Stated task
Pull out each row below that contains the string "white". Case counts.

━━━━━ Records shown ━━━━━

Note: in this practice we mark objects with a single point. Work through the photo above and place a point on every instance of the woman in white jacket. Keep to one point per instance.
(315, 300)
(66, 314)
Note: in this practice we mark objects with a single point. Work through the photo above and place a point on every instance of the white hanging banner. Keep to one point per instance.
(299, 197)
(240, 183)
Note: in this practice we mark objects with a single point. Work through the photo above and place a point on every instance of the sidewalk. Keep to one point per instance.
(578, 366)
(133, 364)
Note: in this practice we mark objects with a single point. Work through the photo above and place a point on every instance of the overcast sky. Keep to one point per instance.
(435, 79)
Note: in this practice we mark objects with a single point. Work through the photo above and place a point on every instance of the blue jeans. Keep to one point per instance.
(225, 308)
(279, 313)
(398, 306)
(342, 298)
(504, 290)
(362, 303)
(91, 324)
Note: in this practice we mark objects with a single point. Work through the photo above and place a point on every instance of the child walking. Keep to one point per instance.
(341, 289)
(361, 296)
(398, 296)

━━━━━
━━━━━ Records shown ━━━━━

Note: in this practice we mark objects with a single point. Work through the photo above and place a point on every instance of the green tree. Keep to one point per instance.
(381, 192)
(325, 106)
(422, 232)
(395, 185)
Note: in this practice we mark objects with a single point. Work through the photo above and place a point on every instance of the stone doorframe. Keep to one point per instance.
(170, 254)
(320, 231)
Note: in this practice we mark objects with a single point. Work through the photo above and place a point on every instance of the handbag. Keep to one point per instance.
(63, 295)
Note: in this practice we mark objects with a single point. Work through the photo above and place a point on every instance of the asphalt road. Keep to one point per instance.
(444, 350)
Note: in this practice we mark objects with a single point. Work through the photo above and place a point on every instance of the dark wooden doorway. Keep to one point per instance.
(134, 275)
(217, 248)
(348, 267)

━━━━━

Response to the exercise
Note: in this practice we mark objects with a single point. Work through the photo above and place a point on every instance of the woman in white jacket. Keep to one point per instance.
Note: in this practice we mark objects with a single point. Work through the photo above and place a point on every instance of the white hanging banner. Keep to one point per instance.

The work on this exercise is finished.